→ **INSTRUCTIONS FOR THE TASK**
Only one stretch of the data below should be repeated: the lines from the line containing "Target: red floral embroidery" through the line containing "Target: bare tree", inclusive, exactly as they are.

→ **RECORDS FOR THE TASK**
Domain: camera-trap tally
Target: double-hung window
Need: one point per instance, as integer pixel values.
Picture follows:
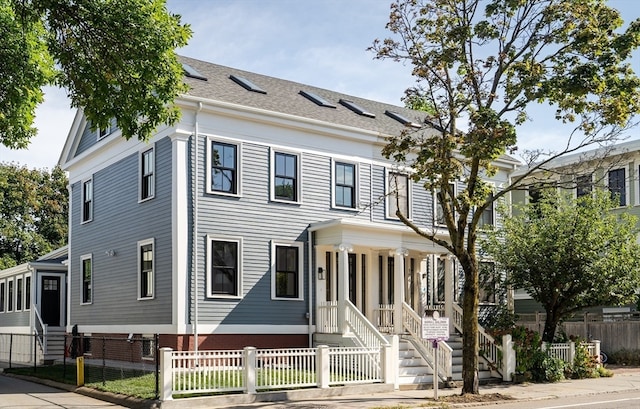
(617, 186)
(286, 278)
(87, 200)
(345, 185)
(87, 279)
(2, 295)
(223, 159)
(223, 268)
(147, 174)
(286, 177)
(397, 194)
(10, 295)
(145, 269)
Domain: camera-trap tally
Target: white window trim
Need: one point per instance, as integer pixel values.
(627, 183)
(436, 203)
(388, 197)
(4, 300)
(11, 303)
(239, 289)
(102, 133)
(19, 294)
(152, 339)
(28, 275)
(272, 171)
(82, 201)
(153, 269)
(356, 181)
(151, 148)
(300, 247)
(82, 259)
(209, 149)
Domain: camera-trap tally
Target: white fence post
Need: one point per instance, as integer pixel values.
(322, 366)
(508, 358)
(250, 369)
(572, 352)
(166, 374)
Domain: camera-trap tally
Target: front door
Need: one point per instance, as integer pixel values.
(50, 304)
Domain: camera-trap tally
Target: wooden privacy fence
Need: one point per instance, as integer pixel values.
(614, 335)
(249, 370)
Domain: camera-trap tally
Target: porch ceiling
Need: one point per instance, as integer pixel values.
(373, 235)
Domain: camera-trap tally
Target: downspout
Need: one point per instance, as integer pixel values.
(312, 285)
(194, 239)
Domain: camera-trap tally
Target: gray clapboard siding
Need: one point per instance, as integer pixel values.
(119, 222)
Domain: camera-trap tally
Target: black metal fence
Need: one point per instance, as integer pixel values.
(126, 365)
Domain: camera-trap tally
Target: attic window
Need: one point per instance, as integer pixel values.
(317, 99)
(246, 84)
(403, 120)
(356, 108)
(192, 72)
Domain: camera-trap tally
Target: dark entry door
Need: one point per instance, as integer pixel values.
(50, 305)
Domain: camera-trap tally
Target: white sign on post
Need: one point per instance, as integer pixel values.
(435, 329)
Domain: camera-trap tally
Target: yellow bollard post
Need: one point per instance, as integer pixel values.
(80, 371)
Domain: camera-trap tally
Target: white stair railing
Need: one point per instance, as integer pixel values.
(39, 328)
(364, 331)
(489, 349)
(413, 324)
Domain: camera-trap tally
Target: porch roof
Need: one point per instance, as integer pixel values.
(374, 235)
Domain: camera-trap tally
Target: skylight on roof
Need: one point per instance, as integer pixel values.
(246, 84)
(192, 72)
(356, 108)
(317, 99)
(403, 120)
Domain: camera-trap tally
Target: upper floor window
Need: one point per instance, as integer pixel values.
(438, 210)
(398, 194)
(87, 279)
(617, 185)
(147, 174)
(103, 132)
(145, 269)
(224, 268)
(2, 299)
(345, 185)
(286, 278)
(223, 159)
(488, 214)
(584, 185)
(87, 200)
(286, 177)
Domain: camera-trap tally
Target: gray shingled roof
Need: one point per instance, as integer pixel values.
(284, 97)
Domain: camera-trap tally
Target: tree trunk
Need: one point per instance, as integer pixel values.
(470, 327)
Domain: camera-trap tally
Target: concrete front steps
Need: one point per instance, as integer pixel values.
(415, 373)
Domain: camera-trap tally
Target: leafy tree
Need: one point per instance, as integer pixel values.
(33, 213)
(569, 253)
(484, 63)
(115, 58)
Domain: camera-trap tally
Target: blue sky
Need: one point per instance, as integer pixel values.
(317, 42)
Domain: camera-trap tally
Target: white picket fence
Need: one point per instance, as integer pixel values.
(250, 370)
(567, 350)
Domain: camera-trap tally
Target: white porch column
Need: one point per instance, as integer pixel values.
(343, 284)
(398, 288)
(448, 289)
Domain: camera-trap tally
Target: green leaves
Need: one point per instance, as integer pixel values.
(570, 254)
(115, 58)
(33, 213)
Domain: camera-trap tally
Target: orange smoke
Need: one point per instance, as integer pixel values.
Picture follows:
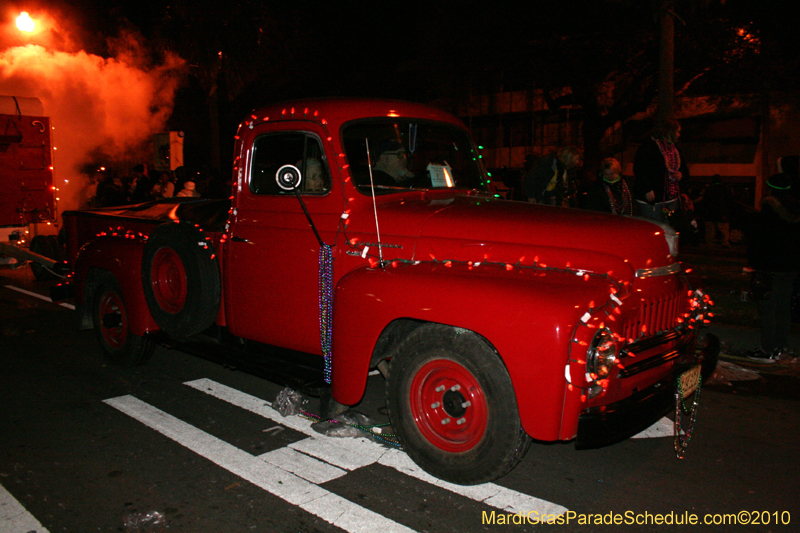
(111, 105)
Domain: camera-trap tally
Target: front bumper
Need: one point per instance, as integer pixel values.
(608, 424)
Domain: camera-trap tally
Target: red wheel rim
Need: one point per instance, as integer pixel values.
(448, 406)
(169, 280)
(113, 320)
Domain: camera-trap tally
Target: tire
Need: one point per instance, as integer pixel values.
(452, 405)
(43, 245)
(181, 280)
(110, 319)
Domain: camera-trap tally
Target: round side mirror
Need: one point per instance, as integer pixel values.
(288, 177)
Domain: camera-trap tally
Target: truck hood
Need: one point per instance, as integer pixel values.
(482, 229)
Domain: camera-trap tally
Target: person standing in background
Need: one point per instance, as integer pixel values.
(658, 170)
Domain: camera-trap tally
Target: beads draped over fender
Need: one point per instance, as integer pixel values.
(326, 305)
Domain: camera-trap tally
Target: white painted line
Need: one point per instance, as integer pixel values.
(491, 494)
(302, 465)
(285, 485)
(355, 453)
(14, 518)
(663, 428)
(336, 451)
(37, 295)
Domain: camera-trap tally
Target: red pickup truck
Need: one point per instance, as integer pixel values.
(363, 232)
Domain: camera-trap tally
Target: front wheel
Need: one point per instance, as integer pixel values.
(452, 404)
(110, 319)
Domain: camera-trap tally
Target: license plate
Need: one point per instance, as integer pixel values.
(690, 380)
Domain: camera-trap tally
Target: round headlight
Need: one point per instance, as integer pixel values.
(602, 355)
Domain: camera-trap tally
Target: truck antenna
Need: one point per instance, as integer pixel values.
(374, 204)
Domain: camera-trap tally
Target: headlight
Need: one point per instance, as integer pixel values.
(602, 355)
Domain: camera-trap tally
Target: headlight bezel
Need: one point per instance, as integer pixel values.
(603, 354)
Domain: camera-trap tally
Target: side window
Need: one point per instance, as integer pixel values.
(272, 151)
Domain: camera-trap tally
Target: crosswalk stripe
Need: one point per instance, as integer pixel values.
(353, 453)
(302, 465)
(14, 518)
(293, 489)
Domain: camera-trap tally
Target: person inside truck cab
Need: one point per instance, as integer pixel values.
(314, 177)
(390, 166)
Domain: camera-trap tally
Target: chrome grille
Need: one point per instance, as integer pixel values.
(657, 315)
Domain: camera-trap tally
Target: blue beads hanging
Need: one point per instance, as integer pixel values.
(326, 305)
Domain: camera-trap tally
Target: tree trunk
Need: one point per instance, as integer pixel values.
(666, 67)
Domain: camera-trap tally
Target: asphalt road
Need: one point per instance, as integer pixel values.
(185, 444)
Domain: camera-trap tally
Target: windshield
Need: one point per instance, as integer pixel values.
(408, 153)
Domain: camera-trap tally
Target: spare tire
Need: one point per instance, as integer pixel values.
(181, 279)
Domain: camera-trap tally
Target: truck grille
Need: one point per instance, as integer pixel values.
(656, 315)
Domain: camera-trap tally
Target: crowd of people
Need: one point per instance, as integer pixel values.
(658, 192)
(142, 185)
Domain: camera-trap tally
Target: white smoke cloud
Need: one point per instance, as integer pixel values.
(111, 105)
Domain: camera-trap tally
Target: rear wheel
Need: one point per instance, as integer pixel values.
(111, 326)
(453, 406)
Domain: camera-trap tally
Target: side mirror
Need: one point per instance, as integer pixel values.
(288, 177)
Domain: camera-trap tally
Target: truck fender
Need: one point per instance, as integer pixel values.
(122, 257)
(527, 316)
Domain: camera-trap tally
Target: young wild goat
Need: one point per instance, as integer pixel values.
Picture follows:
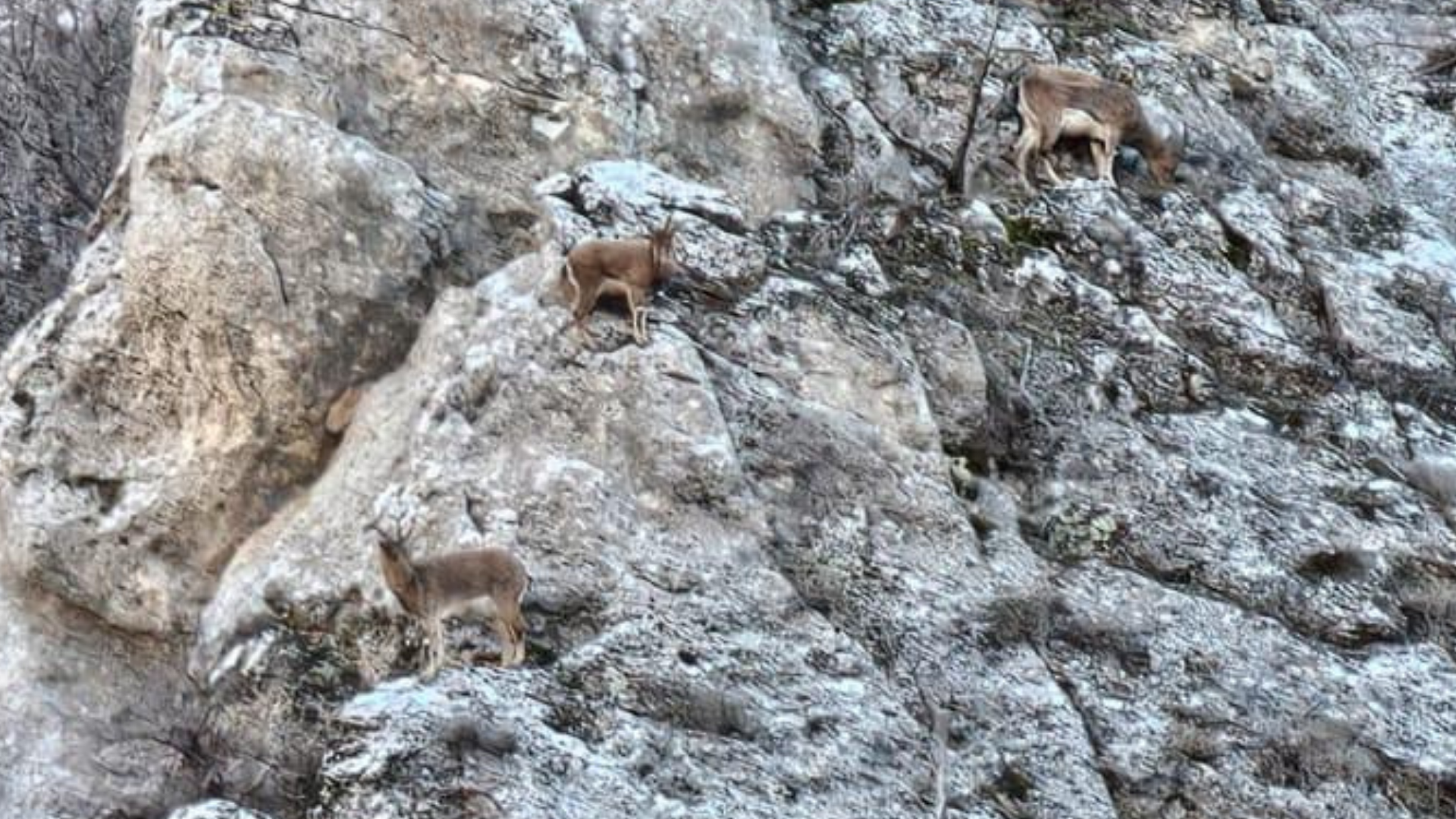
(623, 267)
(1059, 102)
(484, 583)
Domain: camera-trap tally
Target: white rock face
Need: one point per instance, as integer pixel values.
(1144, 494)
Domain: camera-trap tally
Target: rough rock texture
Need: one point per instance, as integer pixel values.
(1091, 503)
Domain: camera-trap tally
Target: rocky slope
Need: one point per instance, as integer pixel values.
(1085, 503)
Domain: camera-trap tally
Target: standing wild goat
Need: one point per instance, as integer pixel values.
(1059, 102)
(484, 583)
(623, 267)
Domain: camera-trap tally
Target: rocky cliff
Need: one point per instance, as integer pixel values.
(1085, 503)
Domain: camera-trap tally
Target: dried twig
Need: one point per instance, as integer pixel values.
(957, 178)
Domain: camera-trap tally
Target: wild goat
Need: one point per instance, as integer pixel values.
(484, 583)
(1056, 102)
(623, 267)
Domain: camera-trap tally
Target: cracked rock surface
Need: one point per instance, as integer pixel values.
(1085, 503)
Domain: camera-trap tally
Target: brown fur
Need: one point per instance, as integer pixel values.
(1056, 102)
(487, 583)
(620, 267)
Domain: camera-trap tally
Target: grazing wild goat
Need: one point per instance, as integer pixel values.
(623, 267)
(484, 583)
(1056, 102)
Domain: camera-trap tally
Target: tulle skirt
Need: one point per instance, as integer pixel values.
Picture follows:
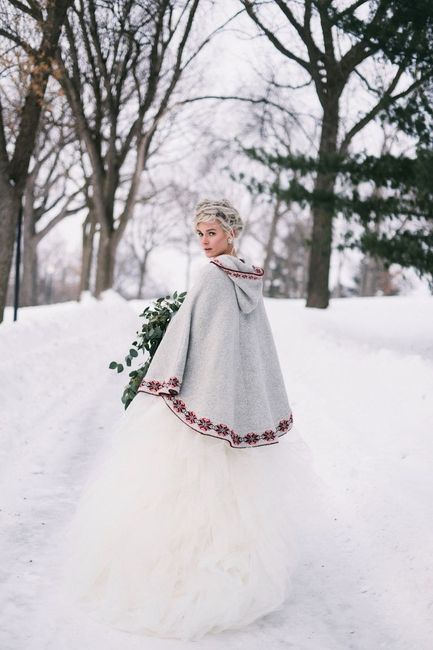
(177, 534)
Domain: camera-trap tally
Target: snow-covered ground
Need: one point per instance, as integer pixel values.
(360, 381)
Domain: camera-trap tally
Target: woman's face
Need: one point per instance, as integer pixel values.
(213, 238)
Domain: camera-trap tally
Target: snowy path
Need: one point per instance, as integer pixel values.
(363, 402)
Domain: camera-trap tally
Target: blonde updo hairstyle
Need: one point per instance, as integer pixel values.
(220, 210)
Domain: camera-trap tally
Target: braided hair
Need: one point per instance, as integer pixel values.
(221, 210)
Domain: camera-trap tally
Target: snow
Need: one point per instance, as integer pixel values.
(360, 382)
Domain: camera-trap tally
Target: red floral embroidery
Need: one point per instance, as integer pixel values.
(205, 425)
(155, 386)
(249, 275)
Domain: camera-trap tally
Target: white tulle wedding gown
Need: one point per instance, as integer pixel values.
(177, 534)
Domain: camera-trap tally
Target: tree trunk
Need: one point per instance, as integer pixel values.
(106, 258)
(142, 274)
(89, 229)
(269, 253)
(323, 212)
(9, 209)
(29, 256)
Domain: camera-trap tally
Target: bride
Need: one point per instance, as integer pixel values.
(187, 525)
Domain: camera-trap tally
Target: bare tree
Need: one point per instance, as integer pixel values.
(15, 157)
(317, 32)
(51, 194)
(119, 65)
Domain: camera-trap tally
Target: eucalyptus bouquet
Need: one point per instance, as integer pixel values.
(156, 316)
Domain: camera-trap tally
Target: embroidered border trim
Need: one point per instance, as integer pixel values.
(249, 275)
(204, 425)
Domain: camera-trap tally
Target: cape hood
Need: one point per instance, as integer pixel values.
(217, 366)
(247, 280)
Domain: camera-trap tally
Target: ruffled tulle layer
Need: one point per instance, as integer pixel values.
(177, 534)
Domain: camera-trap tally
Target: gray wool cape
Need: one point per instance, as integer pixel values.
(217, 366)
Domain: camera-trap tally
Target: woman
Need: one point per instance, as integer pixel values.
(186, 526)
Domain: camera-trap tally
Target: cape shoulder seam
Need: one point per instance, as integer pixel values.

→ **RESPONSE**
Target: red floral embroidery
Need: one point per instance, as integer pixel values.
(205, 425)
(155, 386)
(249, 275)
Domain: camera-trap tally
Target: white tulle wedding gown
Need: one point per instance, as integer pixel values.
(177, 534)
Domain: camera-trap tally
Target: tree trunk
Need: one point per instance, as integer pixel values.
(106, 258)
(142, 274)
(89, 229)
(269, 253)
(323, 212)
(9, 209)
(29, 256)
Domain: camera-trap tally
Target: bride
Need: one point per instance, as integer pixel values.
(187, 525)
Domain: camera-trap tally
Target: bare tree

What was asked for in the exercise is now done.